- [Text to read]
[Start]

Yet there is no basis on which such a claim can be made – as an example, have a look at the City’s study area map for the TFDE Class EA. The location where the lots were created are on the west side of the Carp River that are clearly outside the primary and secondary study areas of the Class E process.

Furthermore, in our Judicial Review, SMHCRC combed through ALL TFDE Class EA materials and nowhere is there any  mention of the need to create those lots – let alone public consultation on them.

This appears to be a serious breach of both municipal process and ethics.

The Planning Act is prescriptive about notification requirements – mail outs to landowners within prescribed distances of applications, posting signs and advertisements about process etc.

The City appears to have created lots in the floodplain without any required process under the Planning Act, with what appears to be a contravention of Section 3 of the Planning Act – seemingly so that taxpayers would effectively subsidize a $60,000 /unit cost to create the 40 units on the Richardson Ridge Subdivision?

Furthermore, it appears that Council was repeatedly misled by staff on the lack of both process, spending impact, and lack of public consultation.

[End]

- [Data records]
[Start]

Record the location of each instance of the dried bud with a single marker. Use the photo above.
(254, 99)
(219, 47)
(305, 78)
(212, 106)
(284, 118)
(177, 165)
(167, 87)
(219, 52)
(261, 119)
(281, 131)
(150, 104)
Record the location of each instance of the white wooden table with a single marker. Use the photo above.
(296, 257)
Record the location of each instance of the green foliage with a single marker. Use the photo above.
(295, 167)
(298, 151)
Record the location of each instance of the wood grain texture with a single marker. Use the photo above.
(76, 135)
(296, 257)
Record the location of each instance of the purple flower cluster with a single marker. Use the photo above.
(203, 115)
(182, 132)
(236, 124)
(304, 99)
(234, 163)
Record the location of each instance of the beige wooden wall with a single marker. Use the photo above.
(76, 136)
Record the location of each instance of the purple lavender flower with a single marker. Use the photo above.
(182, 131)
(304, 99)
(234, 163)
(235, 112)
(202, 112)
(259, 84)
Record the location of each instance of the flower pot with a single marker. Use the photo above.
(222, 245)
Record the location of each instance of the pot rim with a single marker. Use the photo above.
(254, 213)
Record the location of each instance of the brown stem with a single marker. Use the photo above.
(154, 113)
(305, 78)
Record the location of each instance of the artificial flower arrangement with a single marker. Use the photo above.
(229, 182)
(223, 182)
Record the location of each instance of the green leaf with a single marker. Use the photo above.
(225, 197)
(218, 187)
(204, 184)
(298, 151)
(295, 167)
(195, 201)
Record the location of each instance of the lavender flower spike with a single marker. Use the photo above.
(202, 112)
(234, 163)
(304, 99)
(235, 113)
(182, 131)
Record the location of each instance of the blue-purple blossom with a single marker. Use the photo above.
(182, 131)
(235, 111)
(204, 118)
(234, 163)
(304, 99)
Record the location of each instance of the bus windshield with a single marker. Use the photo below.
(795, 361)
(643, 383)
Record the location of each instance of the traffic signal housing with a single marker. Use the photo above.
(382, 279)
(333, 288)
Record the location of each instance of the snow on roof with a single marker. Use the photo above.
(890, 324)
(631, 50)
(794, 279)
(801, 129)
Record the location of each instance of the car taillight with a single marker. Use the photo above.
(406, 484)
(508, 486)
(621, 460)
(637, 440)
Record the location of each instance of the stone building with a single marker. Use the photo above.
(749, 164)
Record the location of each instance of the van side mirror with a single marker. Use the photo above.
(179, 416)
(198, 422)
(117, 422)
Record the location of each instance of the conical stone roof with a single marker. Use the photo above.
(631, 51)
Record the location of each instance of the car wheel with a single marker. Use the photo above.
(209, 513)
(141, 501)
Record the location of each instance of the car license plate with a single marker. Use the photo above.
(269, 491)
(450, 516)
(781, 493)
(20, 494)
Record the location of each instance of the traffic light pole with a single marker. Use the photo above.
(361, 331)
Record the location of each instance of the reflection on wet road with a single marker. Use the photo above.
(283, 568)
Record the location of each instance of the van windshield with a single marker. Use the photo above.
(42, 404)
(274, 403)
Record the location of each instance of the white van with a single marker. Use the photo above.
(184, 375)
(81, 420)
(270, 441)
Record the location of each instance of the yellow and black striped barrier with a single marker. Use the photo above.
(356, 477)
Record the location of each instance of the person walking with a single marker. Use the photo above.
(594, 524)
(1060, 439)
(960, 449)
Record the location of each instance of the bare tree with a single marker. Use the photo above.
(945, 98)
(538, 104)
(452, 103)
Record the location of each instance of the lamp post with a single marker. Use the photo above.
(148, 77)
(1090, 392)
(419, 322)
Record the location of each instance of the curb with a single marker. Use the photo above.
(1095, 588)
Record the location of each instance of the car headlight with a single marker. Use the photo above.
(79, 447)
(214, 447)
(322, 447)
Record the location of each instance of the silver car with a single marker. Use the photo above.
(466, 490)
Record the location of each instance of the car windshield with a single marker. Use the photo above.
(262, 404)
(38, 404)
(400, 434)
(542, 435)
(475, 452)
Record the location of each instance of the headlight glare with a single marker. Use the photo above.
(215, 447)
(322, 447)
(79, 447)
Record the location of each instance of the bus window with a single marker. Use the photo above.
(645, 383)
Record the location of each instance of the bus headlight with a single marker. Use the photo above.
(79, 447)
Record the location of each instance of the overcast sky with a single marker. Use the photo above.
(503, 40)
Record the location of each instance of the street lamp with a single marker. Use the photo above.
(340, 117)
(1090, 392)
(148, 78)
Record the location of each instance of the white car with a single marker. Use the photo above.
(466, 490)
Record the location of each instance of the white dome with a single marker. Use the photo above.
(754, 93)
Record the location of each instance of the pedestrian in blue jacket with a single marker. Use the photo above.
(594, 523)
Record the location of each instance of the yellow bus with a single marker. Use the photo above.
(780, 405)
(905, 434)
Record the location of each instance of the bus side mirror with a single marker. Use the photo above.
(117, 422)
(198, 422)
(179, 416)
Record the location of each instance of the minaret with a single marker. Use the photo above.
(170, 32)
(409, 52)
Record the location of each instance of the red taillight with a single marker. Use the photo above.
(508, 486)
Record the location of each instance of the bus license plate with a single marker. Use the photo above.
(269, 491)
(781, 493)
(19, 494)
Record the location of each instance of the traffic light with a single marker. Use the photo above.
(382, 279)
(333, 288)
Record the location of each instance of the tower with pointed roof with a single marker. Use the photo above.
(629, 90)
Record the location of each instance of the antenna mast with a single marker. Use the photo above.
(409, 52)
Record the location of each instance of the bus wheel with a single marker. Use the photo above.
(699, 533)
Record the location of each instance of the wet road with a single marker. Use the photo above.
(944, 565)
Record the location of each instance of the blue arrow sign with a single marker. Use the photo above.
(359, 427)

[End]

- [Set task A]
Name every notification requirement of the Planning Act that the passage about the Carp River floodplain lots lists.
- [Set task B]
Carry on the passage about the Carp River floodplain lots from its final sentence.
The records play no part in what is asked here.

- [Right answer A]
- Mail outs to landowners within prescribed distances of applications
- Posting signs
- Advertisements about process

- [Right answer B]
It was only recently that the City advertised a Zoning Bylaw Amendment to change the floodplain overlay on the Richardson Ridge Subdivision and the TFDE floodplain compensation lands – as part of the rezoning associated with the Carp River Restoration Plan:

During the TFDE Judicial Review, the City successfully argued that it did not need to coordinate the floodplain impact assessment of the TFDE with resolution of the Minister’s Order about the Carp River Restoration Plan – yet when the City finally gets around to completing a transparent Planning Act process related to the floodplain compensation – the City decides to lump it in with the Carp River Restoration Plan – as required by the Minister’s Order.

How can both statements be true?

There is no evidence that a Planning Report was ever prepared by a qualified land use planner in support of the lot creation in the floodplain on the Richardson, and Richardson-Cowick property.  Nor was the proper public consultation process followed in accordance with the Planning Act.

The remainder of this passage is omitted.